INSTRUCTIONS TO FOLLOW: Render every line of the records below as a Markdown table with the columns Row and Line, numbering the rows and skipping blank lines. Leave the pictures out of your answer.

— Start RECORDED DATA —

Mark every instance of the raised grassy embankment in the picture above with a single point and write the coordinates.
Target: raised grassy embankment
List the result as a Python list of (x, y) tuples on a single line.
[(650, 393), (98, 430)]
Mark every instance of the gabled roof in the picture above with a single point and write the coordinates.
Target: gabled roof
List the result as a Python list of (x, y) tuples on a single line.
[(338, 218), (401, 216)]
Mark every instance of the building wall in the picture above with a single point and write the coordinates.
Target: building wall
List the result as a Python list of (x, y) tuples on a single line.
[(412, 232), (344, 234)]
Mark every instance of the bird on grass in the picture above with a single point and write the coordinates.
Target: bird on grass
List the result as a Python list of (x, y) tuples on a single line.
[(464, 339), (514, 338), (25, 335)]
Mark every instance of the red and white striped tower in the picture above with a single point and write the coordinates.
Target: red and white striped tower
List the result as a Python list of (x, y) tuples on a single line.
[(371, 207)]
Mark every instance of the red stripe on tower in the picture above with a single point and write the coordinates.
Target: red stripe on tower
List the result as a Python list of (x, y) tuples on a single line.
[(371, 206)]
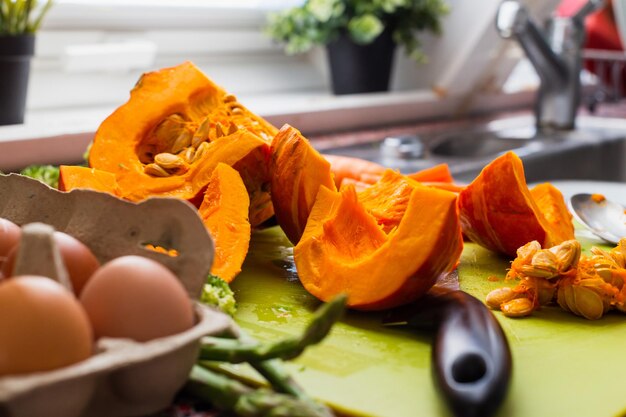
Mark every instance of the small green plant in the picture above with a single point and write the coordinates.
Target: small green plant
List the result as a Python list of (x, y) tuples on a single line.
[(318, 22), (18, 17)]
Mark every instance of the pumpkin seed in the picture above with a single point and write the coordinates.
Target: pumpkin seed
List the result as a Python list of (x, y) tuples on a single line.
[(545, 292), (518, 307), (169, 128), (202, 133), (229, 98), (567, 255), (202, 149), (499, 296), (219, 130), (169, 161), (570, 299), (188, 154), (182, 141), (155, 171), (561, 300), (588, 302), (236, 109)]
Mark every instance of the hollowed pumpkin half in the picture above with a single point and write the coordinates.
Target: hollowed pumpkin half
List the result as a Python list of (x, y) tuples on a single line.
[(499, 212), (345, 250), (297, 171), (172, 132), (224, 212)]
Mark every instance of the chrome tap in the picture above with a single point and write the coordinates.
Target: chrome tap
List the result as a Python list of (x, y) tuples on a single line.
[(556, 55)]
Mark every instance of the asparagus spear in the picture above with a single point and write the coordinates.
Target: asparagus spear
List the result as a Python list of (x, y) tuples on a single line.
[(237, 350), (231, 395)]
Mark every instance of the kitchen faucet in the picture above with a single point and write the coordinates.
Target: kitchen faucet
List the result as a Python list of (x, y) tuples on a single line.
[(556, 55)]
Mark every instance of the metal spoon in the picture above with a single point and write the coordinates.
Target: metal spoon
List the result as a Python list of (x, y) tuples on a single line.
[(604, 218)]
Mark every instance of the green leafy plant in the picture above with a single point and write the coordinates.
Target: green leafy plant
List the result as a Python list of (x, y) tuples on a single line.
[(18, 17), (48, 174), (318, 22)]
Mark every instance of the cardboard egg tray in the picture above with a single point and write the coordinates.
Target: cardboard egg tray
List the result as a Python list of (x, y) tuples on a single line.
[(123, 377)]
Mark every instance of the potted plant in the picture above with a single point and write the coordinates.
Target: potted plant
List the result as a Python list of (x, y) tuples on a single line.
[(19, 20), (360, 36)]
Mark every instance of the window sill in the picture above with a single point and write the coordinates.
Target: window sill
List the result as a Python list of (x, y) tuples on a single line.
[(61, 136)]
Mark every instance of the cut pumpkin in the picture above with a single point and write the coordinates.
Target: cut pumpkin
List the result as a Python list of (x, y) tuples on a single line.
[(174, 130), (224, 212), (380, 258), (499, 212), (71, 177), (297, 172)]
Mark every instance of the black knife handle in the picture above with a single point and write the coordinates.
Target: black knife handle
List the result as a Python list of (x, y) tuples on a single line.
[(471, 356)]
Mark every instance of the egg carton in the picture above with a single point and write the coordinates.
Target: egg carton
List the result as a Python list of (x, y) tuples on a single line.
[(123, 377)]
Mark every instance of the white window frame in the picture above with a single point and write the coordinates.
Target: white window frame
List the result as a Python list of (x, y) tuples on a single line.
[(224, 39)]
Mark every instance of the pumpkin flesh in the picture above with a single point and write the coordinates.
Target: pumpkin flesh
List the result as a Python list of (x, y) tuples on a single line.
[(72, 176), (498, 211), (168, 109), (224, 212), (345, 250), (297, 172)]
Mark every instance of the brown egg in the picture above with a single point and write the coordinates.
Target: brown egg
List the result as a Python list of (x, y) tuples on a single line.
[(137, 298), (42, 326), (80, 262)]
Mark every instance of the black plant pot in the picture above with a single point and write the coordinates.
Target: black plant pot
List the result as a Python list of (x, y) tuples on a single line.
[(15, 56), (358, 68)]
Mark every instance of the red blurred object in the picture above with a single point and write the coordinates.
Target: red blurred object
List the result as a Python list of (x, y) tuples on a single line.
[(602, 34)]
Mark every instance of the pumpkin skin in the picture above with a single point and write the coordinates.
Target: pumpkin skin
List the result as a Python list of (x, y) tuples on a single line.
[(297, 172), (224, 212), (345, 250), (170, 107), (499, 212)]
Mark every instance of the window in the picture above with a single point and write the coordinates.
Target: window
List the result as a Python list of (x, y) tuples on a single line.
[(90, 53)]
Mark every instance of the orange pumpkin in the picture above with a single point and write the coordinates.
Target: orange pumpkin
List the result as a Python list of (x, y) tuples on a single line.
[(224, 212), (499, 212), (71, 177), (384, 247), (297, 172), (174, 130)]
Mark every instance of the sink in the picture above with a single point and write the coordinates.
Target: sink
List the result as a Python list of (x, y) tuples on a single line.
[(473, 145), (596, 150)]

— End RECORDED DATA —

RESULT OF THE EXERCISE:
| Row | Line |
|---|---|
| 1 | Mark every instance of the raised grassy embankment in the picture above with a single point and write the coordinates. |
| 2 | Target: raised grassy embankment |
| 3 | List the result as a Python list of (x, y) tuples on a single line. |
| 4 | [(650, 393), (98, 430)] |
| 5 | Mark every instance of the gabled roof in the picture above with a single point and write the coordinates. |
| 6 | Target: gabled roof |
| 7 | List the result as a Python list of (x, y) tuples on a single line. |
| 8 | [(338, 218), (401, 216)] |
| 9 | Mark every instance of the building wall in the picture above with a single point and write the coordinates. |
| 10 | Target: building wall |
| 11 | List the result as a Python list of (x, y) tuples on a single line. |
| 12 | [(412, 232), (344, 234)] |
| 13 | Mark every instance of the bird on grass in the picture above with a single point and write the coordinates. |
| 14 | Target: bird on grass |
| 15 | List the result as a Python list of (x, y) tuples on a single line. |
| 16 | [(464, 339), (514, 338), (25, 335)] |
| 17 | Mark every instance of the red and white striped tower in the picture above with a single point and write the coordinates. |
| 18 | Target: red and white striped tower |
| 19 | List the result as a Python list of (x, y) tuples on a single line. |
| 20 | [(371, 207)] |
| 21 | Mark every instance of the red stripe on tower in the picture above with a single point and write the coordinates. |
| 22 | Target: red stripe on tower |
| 23 | List the result as a Python list of (x, y) tuples on a single line. |
| 24 | [(371, 206)] |
| 25 | Mark every instance of the small green plant in the picture above with a single point and write the coordinates. |
| 26 | Target: small green plant |
| 27 | List the result as a Python list of (x, y) tuples on a single line. |
| 28 | [(318, 22), (18, 17)] |
| 29 | Mark every instance of the pumpkin seed in the picture above with a single point and write the coordinates. |
| 30 | Target: pumpkin seed |
| 31 | List the result as a Python list of (x, y) tuples on a single line. |
| 32 | [(545, 292), (518, 307), (169, 128), (202, 133), (229, 98), (567, 255), (202, 149), (499, 296), (219, 130), (169, 161), (570, 299), (188, 154), (182, 141), (155, 171), (561, 300), (588, 302), (236, 109)] |
| 33 | Mark every instance of the hollowed pumpkin half in the picture above with a single point and write the coordinates. |
| 34 | Target: hollowed pumpkin half |
| 35 | List the result as a Python list of (x, y) tuples on a single line. |
| 36 | [(499, 212), (345, 250), (297, 171), (172, 132), (224, 212)] |
| 37 | Mark every instance of the chrome tap in the picture above with a single point and write the coordinates. |
| 38 | Target: chrome tap |
| 39 | List the result as a Python list of (x, y) tuples on a single line. |
| 40 | [(556, 55)] |
| 41 | Mark every instance of the asparagus spear in the picture above with a single point and write the coordinates. |
| 42 | Target: asparagus spear |
| 43 | List the result as a Python list of (x, y) tuples on a single line. |
| 44 | [(237, 350), (231, 395)] |
| 45 | Mark every instance of the kitchen faucet in the picture above with a single point and write the coordinates. |
| 46 | Target: kitchen faucet |
| 47 | List the result as a Python list of (x, y) tuples on a single line. |
| 48 | [(556, 55)] |
| 49 | Mark every instance of the metal spoon in the picture above with a single point and write the coordinates. |
| 50 | Target: metal spoon |
| 51 | List the result as a Python list of (x, y) tuples on a single line. |
| 52 | [(604, 218)] |
| 53 | Mark every instance of the green leafy plant in the picture above with a single point and write the coordinates. |
| 54 | Target: green leafy plant |
| 55 | List the result as a Python list of (x, y) tuples on a single line. |
| 56 | [(18, 17), (48, 174), (318, 22)] |
| 57 | Mark every instance of the cardboard egg tray in the picture above with a single point and write the coordinates. |
| 58 | Target: cardboard egg tray |
| 59 | List the result as a Python list of (x, y) tuples on a single line. |
| 60 | [(123, 377)] |
| 61 | Mark every instance of the potted plant in the picture above with a single point and write the coordinates. |
| 62 | Target: potted plant |
| 63 | List the result as a Python list of (x, y) tuples on a single line. |
| 64 | [(19, 20), (360, 36)] |
| 65 | Mark every instance of the window sill in the picture above with a single point and write the coordinates. |
| 66 | Target: window sill |
| 67 | List the result as a Python list of (x, y) tuples on a single line. |
| 68 | [(61, 136)] |
| 69 | Mark every instance of the cut pumpkin in the picture above with a single point and write the coordinates. |
| 70 | Target: cut pumpkin |
| 71 | List the result as a Python list of (x, y) tuples on a single line. |
| 72 | [(174, 130), (224, 212), (380, 258), (499, 212), (71, 177), (297, 172)] |
| 73 | Mark every instance of the black knife handle in the picture above with a single point and write the coordinates. |
| 74 | Target: black knife handle |
| 75 | List the result as a Python list of (x, y) tuples on a single line. |
| 76 | [(471, 356)] |
| 77 | Mark every instance of the egg carton in the picture above with a single point and write the coordinates. |
| 78 | Target: egg carton |
| 79 | List the result as a Python list of (x, y) tuples on a single line. |
| 80 | [(123, 377)] |
| 81 | Mark every instance of the white window frame in the picture above with a single point and write the coordinates. |
| 82 | Target: white window frame |
| 83 | List the result as a Python list of (x, y) tuples on a single line. |
| 84 | [(224, 39)] |
| 85 | Mark every instance of the pumpkin flesh in the picture above with a single point and write the coordinates. |
| 86 | Target: pumpkin flesh |
| 87 | List the result as a Python list of (x, y) tuples on a single line. |
| 88 | [(72, 176), (498, 211), (168, 109), (224, 212), (345, 250), (297, 172)] |
| 89 | Mark every instance of the brown egg in the picture above with a single point and write the coordinates. |
| 90 | Target: brown egg |
| 91 | List the result as a Python list of (x, y) tuples on a single line. |
| 92 | [(137, 298), (42, 326), (80, 262)] |
| 93 | Mark every instance of the black plant pot in the picture above with a single point and write the coordinates. |
| 94 | Target: black plant pot |
| 95 | List the result as a Python list of (x, y) tuples on a single line. |
| 96 | [(15, 56), (358, 68)] |
| 97 | Mark every instance of the red blurred object in the picture above with a single point and write the coordinates. |
| 98 | Target: red blurred object |
| 99 | List the result as a Python list of (x, y) tuples on a single line. |
| 100 | [(602, 34)] |
| 101 | Mark every instance of the pumpkin skin in the picture above with a single point and write the coordinates. |
| 102 | Target: pumpkin skin |
| 103 | List the result as a Python list of (x, y) tuples on a single line. |
| 104 | [(297, 172), (224, 212), (345, 250), (170, 107), (499, 212)] |
| 105 | Mark every instance of the window in the picture above with a single point and write the coordinates. |
| 106 | Target: window |
| 107 | List the result as a Python list of (x, y) tuples on a single line. |
| 108 | [(90, 53)] |
| 109 | Mark every instance of the orange pumpkin in the picture above with a single point and write the coordinates. |
| 110 | Target: orange pumpkin |
| 111 | List the result as a Python list of (x, y) tuples on a single line. |
| 112 | [(224, 212), (499, 212), (71, 177), (384, 247), (297, 172), (174, 130)] |
| 113 | Mark every instance of the sink in the picture above with a single point and write the coordinates. |
| 114 | Target: sink |
| 115 | List the result as a Python list of (x, y) tuples on a single line. |
| 116 | [(473, 145), (596, 150)] |